* [RECORDS FOR THE TASK]

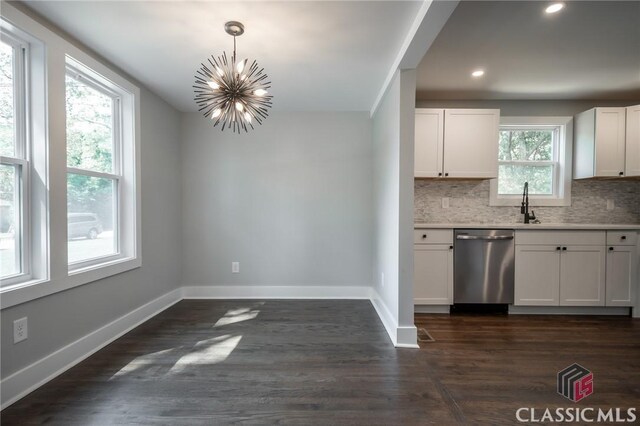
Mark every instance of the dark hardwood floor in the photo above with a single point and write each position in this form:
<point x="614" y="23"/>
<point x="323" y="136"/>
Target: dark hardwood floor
<point x="331" y="362"/>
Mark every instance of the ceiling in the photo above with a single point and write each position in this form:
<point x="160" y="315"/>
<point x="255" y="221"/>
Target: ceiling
<point x="590" y="50"/>
<point x="319" y="55"/>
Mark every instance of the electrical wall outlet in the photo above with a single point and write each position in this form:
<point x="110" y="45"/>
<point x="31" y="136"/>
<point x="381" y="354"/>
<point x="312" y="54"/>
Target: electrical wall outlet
<point x="20" y="331"/>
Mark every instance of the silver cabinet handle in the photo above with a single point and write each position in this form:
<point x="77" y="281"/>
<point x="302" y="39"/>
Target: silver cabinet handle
<point x="489" y="237"/>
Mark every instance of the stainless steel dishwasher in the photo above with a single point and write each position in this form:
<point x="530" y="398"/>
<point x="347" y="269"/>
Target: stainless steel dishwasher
<point x="483" y="266"/>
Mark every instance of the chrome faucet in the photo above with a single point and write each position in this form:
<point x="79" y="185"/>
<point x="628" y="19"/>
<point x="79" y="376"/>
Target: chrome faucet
<point x="524" y="208"/>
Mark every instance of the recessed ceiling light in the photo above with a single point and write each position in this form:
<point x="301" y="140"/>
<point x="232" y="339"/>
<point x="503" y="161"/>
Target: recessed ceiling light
<point x="554" y="7"/>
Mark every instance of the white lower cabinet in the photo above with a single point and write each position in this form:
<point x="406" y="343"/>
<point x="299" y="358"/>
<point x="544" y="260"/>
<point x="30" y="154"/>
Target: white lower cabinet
<point x="537" y="275"/>
<point x="582" y="276"/>
<point x="576" y="268"/>
<point x="433" y="267"/>
<point x="622" y="275"/>
<point x="568" y="271"/>
<point x="433" y="275"/>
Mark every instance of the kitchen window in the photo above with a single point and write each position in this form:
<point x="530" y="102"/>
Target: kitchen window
<point x="535" y="150"/>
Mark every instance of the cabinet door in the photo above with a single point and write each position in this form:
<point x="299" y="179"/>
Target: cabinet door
<point x="610" y="141"/>
<point x="433" y="275"/>
<point x="471" y="143"/>
<point x="622" y="278"/>
<point x="582" y="276"/>
<point x="428" y="142"/>
<point x="537" y="277"/>
<point x="632" y="151"/>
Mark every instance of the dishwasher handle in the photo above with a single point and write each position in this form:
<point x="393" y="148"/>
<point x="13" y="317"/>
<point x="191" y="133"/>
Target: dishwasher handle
<point x="486" y="237"/>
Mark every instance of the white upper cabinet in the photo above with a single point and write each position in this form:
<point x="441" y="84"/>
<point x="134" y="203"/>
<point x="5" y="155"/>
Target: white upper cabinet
<point x="600" y="141"/>
<point x="471" y="143"/>
<point x="456" y="143"/>
<point x="632" y="164"/>
<point x="429" y="139"/>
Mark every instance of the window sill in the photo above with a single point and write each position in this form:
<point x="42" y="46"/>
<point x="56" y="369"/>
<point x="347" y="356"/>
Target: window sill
<point x="35" y="289"/>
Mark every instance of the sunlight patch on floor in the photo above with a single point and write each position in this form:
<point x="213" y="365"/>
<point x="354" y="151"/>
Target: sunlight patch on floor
<point x="141" y="362"/>
<point x="237" y="315"/>
<point x="210" y="351"/>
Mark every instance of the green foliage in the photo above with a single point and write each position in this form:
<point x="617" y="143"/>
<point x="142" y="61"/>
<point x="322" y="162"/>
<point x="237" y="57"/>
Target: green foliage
<point x="525" y="146"/>
<point x="6" y="101"/>
<point x="89" y="147"/>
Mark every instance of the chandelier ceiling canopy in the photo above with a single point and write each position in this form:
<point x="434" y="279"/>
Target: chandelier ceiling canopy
<point x="230" y="92"/>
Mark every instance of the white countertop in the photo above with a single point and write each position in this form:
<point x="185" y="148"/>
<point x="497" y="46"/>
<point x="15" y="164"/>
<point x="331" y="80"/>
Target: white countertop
<point x="541" y="226"/>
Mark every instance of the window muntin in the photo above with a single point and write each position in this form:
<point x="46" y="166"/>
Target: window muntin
<point x="14" y="162"/>
<point x="93" y="170"/>
<point x="537" y="150"/>
<point x="528" y="154"/>
<point x="7" y="100"/>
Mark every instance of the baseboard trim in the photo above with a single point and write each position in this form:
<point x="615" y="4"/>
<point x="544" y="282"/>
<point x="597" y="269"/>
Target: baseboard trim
<point x="275" y="292"/>
<point x="389" y="322"/>
<point x="401" y="337"/>
<point x="407" y="337"/>
<point x="431" y="309"/>
<point x="28" y="379"/>
<point x="568" y="310"/>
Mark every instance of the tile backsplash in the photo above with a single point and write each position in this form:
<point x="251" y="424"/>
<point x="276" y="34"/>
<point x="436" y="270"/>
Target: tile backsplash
<point x="469" y="203"/>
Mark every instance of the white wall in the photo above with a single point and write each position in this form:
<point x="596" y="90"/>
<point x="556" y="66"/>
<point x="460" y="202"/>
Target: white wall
<point x="393" y="131"/>
<point x="291" y="201"/>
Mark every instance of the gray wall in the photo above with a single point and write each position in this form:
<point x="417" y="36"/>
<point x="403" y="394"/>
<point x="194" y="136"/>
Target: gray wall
<point x="61" y="318"/>
<point x="386" y="148"/>
<point x="291" y="201"/>
<point x="393" y="134"/>
<point x="469" y="200"/>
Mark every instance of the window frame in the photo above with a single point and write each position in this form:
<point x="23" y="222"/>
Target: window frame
<point x="125" y="173"/>
<point x="21" y="158"/>
<point x="562" y="162"/>
<point x="48" y="55"/>
<point x="116" y="174"/>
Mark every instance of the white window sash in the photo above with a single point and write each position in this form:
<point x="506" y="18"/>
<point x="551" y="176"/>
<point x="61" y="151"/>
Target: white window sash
<point x="561" y="162"/>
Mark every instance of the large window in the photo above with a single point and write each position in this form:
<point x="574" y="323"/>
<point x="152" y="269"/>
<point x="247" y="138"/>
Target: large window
<point x="536" y="150"/>
<point x="102" y="173"/>
<point x="93" y="168"/>
<point x="14" y="162"/>
<point x="69" y="164"/>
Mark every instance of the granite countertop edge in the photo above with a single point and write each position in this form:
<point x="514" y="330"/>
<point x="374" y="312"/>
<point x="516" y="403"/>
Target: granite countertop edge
<point x="538" y="226"/>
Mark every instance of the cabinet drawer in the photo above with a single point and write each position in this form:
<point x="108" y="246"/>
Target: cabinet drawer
<point x="622" y="238"/>
<point x="433" y="236"/>
<point x="565" y="238"/>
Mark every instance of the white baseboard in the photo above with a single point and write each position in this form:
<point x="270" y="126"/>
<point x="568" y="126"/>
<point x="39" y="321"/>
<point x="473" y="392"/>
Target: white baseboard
<point x="431" y="309"/>
<point x="567" y="310"/>
<point x="275" y="292"/>
<point x="401" y="337"/>
<point x="28" y="379"/>
<point x="407" y="337"/>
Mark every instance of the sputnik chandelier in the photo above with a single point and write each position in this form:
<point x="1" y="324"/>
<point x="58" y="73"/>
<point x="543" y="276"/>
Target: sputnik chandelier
<point x="230" y="93"/>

* [INSTRUCTIONS FOR THE TASK] Omit the pictures; restate every entry word for word.

* [ANSWER BOX]
Mark every instance of the dark hardwood floor in the photo above with a single point and write each position in this form:
<point x="614" y="23"/>
<point x="323" y="136"/>
Target: dark hardwood floor
<point x="331" y="362"/>
Mark every instance of the ceiling in the photo above with a single point and write each position in this form:
<point x="160" y="315"/>
<point x="255" y="221"/>
Target: ceiling
<point x="590" y="50"/>
<point x="319" y="55"/>
Mark every instance of the electrical wall outlet in the photo above with a single point and write each position in this form:
<point x="110" y="45"/>
<point x="31" y="136"/>
<point x="381" y="354"/>
<point x="312" y="54"/>
Target: electrical wall outlet
<point x="20" y="331"/>
Mark every instance of the silver cabinet handle in the photo above with a single point and write each position in this form:
<point x="77" y="281"/>
<point x="302" y="39"/>
Target: silver cabinet handle
<point x="489" y="237"/>
Mark every instance of the stainless steel dishwasher in the photo above with a single point and write each position in this form:
<point x="530" y="398"/>
<point x="347" y="269"/>
Target: stainless steel dishwasher
<point x="483" y="266"/>
Mark every instance of the chrome faucet in the photo above with a single point and write each position in this form:
<point x="79" y="185"/>
<point x="628" y="19"/>
<point x="79" y="376"/>
Target: chrome faucet
<point x="524" y="208"/>
Mark every instance of the recessed ceiling light in the photo above with a single point and write each position in this form:
<point x="301" y="140"/>
<point x="232" y="339"/>
<point x="503" y="161"/>
Target: recessed ceiling light
<point x="554" y="7"/>
Mark every instance of the white lower cabinet in the photo above with a single point and write each position in this form:
<point x="406" y="343"/>
<point x="299" y="358"/>
<point x="544" y="260"/>
<point x="30" y="154"/>
Target: white lower cabinet
<point x="537" y="275"/>
<point x="582" y="276"/>
<point x="576" y="268"/>
<point x="433" y="267"/>
<point x="622" y="275"/>
<point x="568" y="271"/>
<point x="433" y="275"/>
Mark every instance of the kitchen window in the photo above with a single point and write each position in this form:
<point x="530" y="102"/>
Target: kitchen window
<point x="535" y="150"/>
Mark every instance of the cabinet door in the photo above with a single point and write each position in this form:
<point x="299" y="179"/>
Target: cabinet door
<point x="610" y="141"/>
<point x="433" y="275"/>
<point x="471" y="143"/>
<point x="622" y="278"/>
<point x="582" y="276"/>
<point x="428" y="142"/>
<point x="537" y="277"/>
<point x="632" y="151"/>
Mark every instance of the dishwasher handle in the photo above with a single point and write each position in this form:
<point x="393" y="148"/>
<point x="13" y="317"/>
<point x="191" y="133"/>
Target: dishwasher handle
<point x="486" y="237"/>
Mark every instance of the white upper cabinet in the photo above with a single point and write each position in this form:
<point x="441" y="84"/>
<point x="134" y="203"/>
<point x="5" y="155"/>
Target: white upper cabinet
<point x="600" y="141"/>
<point x="471" y="143"/>
<point x="456" y="143"/>
<point x="632" y="164"/>
<point x="429" y="139"/>
Mark every instance of the window sill in the photo above with a single point and write each position in this form:
<point x="42" y="46"/>
<point x="56" y="369"/>
<point x="347" y="356"/>
Target: window sill
<point x="35" y="289"/>
Mark every instance of the sunlight patch on floor in the photo above with a single point and write each position in this form:
<point x="213" y="365"/>
<point x="354" y="151"/>
Target: sunlight patch on floor
<point x="141" y="362"/>
<point x="237" y="315"/>
<point x="210" y="351"/>
Mark every instance of the green foliage in the photo above with a single point and write each position in this form:
<point x="617" y="143"/>
<point x="142" y="61"/>
<point x="322" y="162"/>
<point x="237" y="57"/>
Target: green foliage
<point x="525" y="146"/>
<point x="6" y="101"/>
<point x="89" y="147"/>
Mark every instance of the chandelier ceiling canopy in the photo above with a single point and write each position in this form:
<point x="434" y="279"/>
Target: chandelier ceiling canopy
<point x="230" y="92"/>
Mark every instance of the white countertop in the photo above with a single point and write each position in this form:
<point x="185" y="148"/>
<point x="497" y="46"/>
<point x="15" y="164"/>
<point x="331" y="80"/>
Target: white countertop
<point x="541" y="226"/>
Mark every instance of the window muntin in the photo above with a single point and write each position in this form:
<point x="46" y="166"/>
Target: window muntin
<point x="14" y="162"/>
<point x="93" y="170"/>
<point x="537" y="150"/>
<point x="528" y="154"/>
<point x="7" y="100"/>
Mark every instance of the baseboard trim in the photo above with a single point and write each position in this form:
<point x="615" y="4"/>
<point x="544" y="282"/>
<point x="597" y="269"/>
Target: baseboard trim
<point x="275" y="292"/>
<point x="389" y="322"/>
<point x="401" y="337"/>
<point x="407" y="337"/>
<point x="431" y="309"/>
<point x="28" y="379"/>
<point x="568" y="310"/>
Mark every instance of the tile backsplash in the photo above with a single point and write each position in this form:
<point x="251" y="424"/>
<point x="276" y="34"/>
<point x="436" y="270"/>
Target: tile backsplash
<point x="469" y="203"/>
Mark every instance of the white wall in the photo above with a single point and write each position in this form:
<point x="596" y="90"/>
<point x="556" y="66"/>
<point x="460" y="202"/>
Target: white wall
<point x="393" y="131"/>
<point x="291" y="201"/>
Mark every instance of the gray wall in the photo above with a single point and write each position in this form:
<point x="417" y="36"/>
<point x="403" y="394"/>
<point x="194" y="136"/>
Target: gray wall
<point x="61" y="318"/>
<point x="386" y="148"/>
<point x="291" y="201"/>
<point x="393" y="134"/>
<point x="469" y="200"/>
Mark every instance of the window frame in the photo above with a single point and write each position in this form:
<point x="23" y="222"/>
Target: window frame
<point x="125" y="173"/>
<point x="21" y="158"/>
<point x="562" y="162"/>
<point x="48" y="55"/>
<point x="116" y="174"/>
Mark every instance of the white window sash in the photo above with a single point and write each position in this form:
<point x="506" y="18"/>
<point x="551" y="176"/>
<point x="61" y="151"/>
Target: white window sash
<point x="561" y="162"/>
Mark every instance of the large window in the photo above with a single point and write each position in this form:
<point x="574" y="323"/>
<point x="152" y="269"/>
<point x="247" y="138"/>
Target: large window
<point x="536" y="150"/>
<point x="102" y="173"/>
<point x="93" y="168"/>
<point x="14" y="162"/>
<point x="69" y="164"/>
Mark every instance of the granite countertop edge in the photo above with a single point and write each position in this form:
<point x="514" y="330"/>
<point x="374" y="312"/>
<point x="516" y="403"/>
Target: granite countertop edge
<point x="538" y="226"/>
Mark every instance of the cabinet drawer in the photo above with a single point and write each position in this form:
<point x="108" y="246"/>
Target: cabinet drawer
<point x="622" y="238"/>
<point x="433" y="236"/>
<point x="565" y="238"/>
Mark every instance of the white baseboard in the photo above with a single point and write each position in this form:
<point x="270" y="126"/>
<point x="568" y="126"/>
<point x="39" y="321"/>
<point x="473" y="392"/>
Target: white baseboard
<point x="431" y="309"/>
<point x="567" y="310"/>
<point x="275" y="292"/>
<point x="401" y="337"/>
<point x="28" y="379"/>
<point x="407" y="337"/>
Mark every instance of the sputnik chandelier in the photo above with a single point and write each position in this form:
<point x="1" y="324"/>
<point x="58" y="73"/>
<point x="543" y="276"/>
Target: sputnik chandelier
<point x="230" y="93"/>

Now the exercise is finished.